作業内容:
(a) 本文の次の一文を英語に訳してください。「こうした変化に対処するため、産業界と教育機関が一体となって、今後必要とされる能力等を備えた人材を育成することが求められています。」
(b) リストから文字列「lure」を含む行をすべて抜き出す。大文字と小文字は区別する。

こうした変化に対処するため、産業界と教育機関が一体となって、今後必要とされる能力等を備えた人材を育成することが求められています。
雇用・人材育成システムの聖域なき見直しが求められる
日本企業の従業員エンゲージメント※は世界全体で見て最低水準にあるとの民間調査があります。別の調査によると、「現在の勤務先で働き続けたい」と考える人は少ない一方で、「転職や起業」の意向を持つ人も多くありません。4割以上の企業は、「技術革新により必要となるスキル」と「現在の従業員のスキル」との間のギャップを認識していますが、人に投資している企業は少なく、個人も社外学習や自己啓発を行っていません。
多様性がイノベーション創出に不可欠と言われる中、役員・管理職に占める女性比率も未だ低いままです。世界的に見て、日本の人材の競争力は下がり、国際競争力はこの30年で1位から31位に落ちています。
このような中、雇用・人材育成システムの聖域なき見直しが求められています。人材戦略を経営戦略に結びつけ、人的資本経営を行うことが重要です。キャリアや人生設計の複線化が当たり前で、多様な人材が活躍できる社会に転換していく必要があります。
※「エンゲージメント」は、人事領域においては、「個人と組織の成長の方向性が連動していて、互いに貢献し合える関係」といった意味で用いられる。

リスト抜粋:
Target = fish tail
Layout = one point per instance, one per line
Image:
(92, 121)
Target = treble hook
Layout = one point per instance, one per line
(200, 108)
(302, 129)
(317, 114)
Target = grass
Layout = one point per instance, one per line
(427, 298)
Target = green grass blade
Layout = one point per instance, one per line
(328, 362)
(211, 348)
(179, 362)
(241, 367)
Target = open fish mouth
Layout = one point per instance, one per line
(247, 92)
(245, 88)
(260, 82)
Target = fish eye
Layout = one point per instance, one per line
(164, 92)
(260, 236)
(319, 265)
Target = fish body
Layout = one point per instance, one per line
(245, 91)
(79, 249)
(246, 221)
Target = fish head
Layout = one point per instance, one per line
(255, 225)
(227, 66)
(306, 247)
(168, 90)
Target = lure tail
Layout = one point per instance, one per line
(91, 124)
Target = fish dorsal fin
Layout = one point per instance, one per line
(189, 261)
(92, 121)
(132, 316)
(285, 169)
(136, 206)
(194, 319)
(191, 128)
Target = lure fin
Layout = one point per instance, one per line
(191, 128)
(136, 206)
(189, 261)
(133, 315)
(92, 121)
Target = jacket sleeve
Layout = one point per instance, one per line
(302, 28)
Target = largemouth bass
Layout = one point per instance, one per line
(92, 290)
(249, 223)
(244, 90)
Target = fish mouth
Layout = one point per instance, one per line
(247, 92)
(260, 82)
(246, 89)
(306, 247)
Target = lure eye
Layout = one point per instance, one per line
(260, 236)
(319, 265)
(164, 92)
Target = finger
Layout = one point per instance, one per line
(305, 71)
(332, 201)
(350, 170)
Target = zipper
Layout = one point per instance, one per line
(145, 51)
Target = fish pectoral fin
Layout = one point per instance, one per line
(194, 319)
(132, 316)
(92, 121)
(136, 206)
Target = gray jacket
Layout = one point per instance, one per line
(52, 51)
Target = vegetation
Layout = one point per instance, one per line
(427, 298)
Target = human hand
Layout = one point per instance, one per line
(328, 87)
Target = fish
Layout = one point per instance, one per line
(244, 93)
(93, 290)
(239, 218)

* * *

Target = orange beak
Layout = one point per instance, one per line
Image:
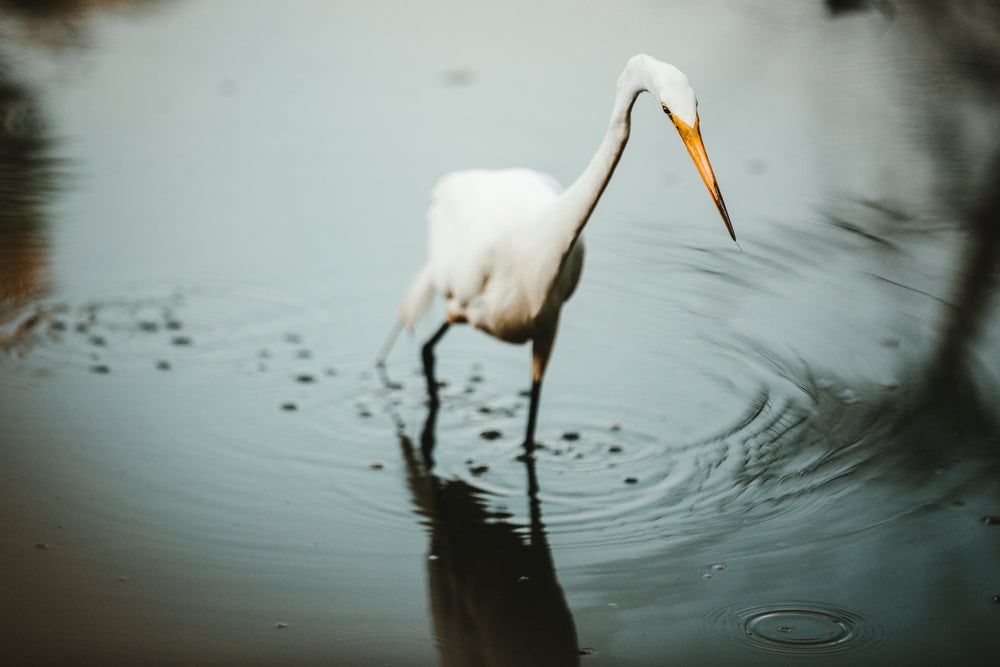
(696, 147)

想定出力:
(a) To deal with these changes, industry and educational institutions are called on to work together to develop human resources equipped with the abilities and other qualities that will be needed in the future.

(b)
Target = lure tail
Target = lure fin
Target = lure eye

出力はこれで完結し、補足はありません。